Problem A: Write out the part of the USB 3.1 article below word for word, beginning at "Complexities of USB" and stopping after "the data rate.".
Problem B: Pick up the USB 3.1 article below after its last sentence and write what comes next.

When working with USB 3.1, designers are challenged to provide the 10 Gbps USB 3.1 speeds that customers expect while supporting backward compatibility with USB 3.0 devices in a hub topology. Using multiple INs provides a greater level of flexibility to the system.
In January 2013, the USB-IF announced USB 3.1, a new generation of the protocol that will double USB 3.0 data throughput performance to 10 Gbps. In addition to this increased speed, the specification requires compatibility with existing cables, connectors, software stacks, and device class protocols. USB 3.1 products must support existing 5 Gbps and new 10 Gbps hubs and devices, as well as older USB 2.0 products. To meet this long list of requirements, more needs to be done than simply increasing the physical layer data rate from 5 Gbps to 10 Gbps. In addition to the PHY changes, designers must implement carefully thought-out protocol changes, such as the use of multiple INs, to take advantage of the additional bandwidth.
Complexities of USB 2.0, 3.0, and 3.1 speeds through a hub
One of the reasons USB is so popular is because it is based on a hub topology that allows the expansion of connections. Even if a PC only has one USB port, it is theoretically possible, through multiple levels of hubs, to connect to more than 100 devices. However, the presence of hubs in the system and the requirement for backward compatibility with slower devices combine to make the protocol much more complicated when trying to increase the data rate.

Material provided:
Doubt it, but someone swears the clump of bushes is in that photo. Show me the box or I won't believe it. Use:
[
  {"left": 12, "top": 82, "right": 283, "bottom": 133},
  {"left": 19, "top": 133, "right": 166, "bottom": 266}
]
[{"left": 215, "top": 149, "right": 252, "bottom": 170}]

Right answer A:
Complexities of USB 2.0, 3.0, and 3.1 speeds through a hub
One of the reasons USB is so popular is because it is based on a hub topology that allows the expansion of connections. Even if a PC only has one USB port, it is theoretically possible, through multiple levels of hubs, to connect to more than 100 devices. However, the presence of hubs in the system and the requirement for backward compatibility with slower devices combine to make the protocol much more complicated when trying to increase the data rate.

Right answer B:
To demonstrate the complexity that hubs bring to designs, take an example of a PC with a single port connected to a hub which is connected to two devices (see Figure 1).
Figure 1: USB has become one of the most popular standards because of its easy to understand hub topology that allows the expansion of connections. (Source: Synopsys)
In all generations of the USB specification, the host (the PC) initiates each transaction. When the host wants to read data from a device, it initiates a transaction to an “IN endpoint,” called an “IN transaction.” In USB 3.0, the host performs a read to a device by sending a Transaction Packet (ACK TP) to the device, waiting for the device to respond with a Data Packet (DP), and then sending another ACK TP to acknowledge the receipt of data and optionally request more data.
Now, imagine the host is reading two packets each from two devices: Device 0 operating at 5 Gbps and Device 1 operating twice as fast at 10 Gbps, with no protocol-level changes (see Figure 2).
Figure 2: Using USB 3.0 and 3.1 devices through a single hub, without protocol-level changes, results in wasted bandwidth in the host .
(Source: Synopsys)
On the upstream link to the host, significant bandwidth is wasted while the host waits for the data from the slower device. The USB 3.0 specification requires that a USB 3.0 host must receive all the data from one IN transaction before sending another ACK TP to a different device, which causes wasted bandwidth and an unacceptable loss of throughput.
How multiple INs support full utilization of host bandwidth
The ideal USB 3.1 system completely saturates the upstream link to the host with data, fully utilizing the extra bandwidth. To achieve this objective, the USB 3.1 specification introduces a new protocol feature called “multiple INs.” The USB 3.1 host can issue a read request to an endpoint on a device and then proceed with other transactions without waiting for the response.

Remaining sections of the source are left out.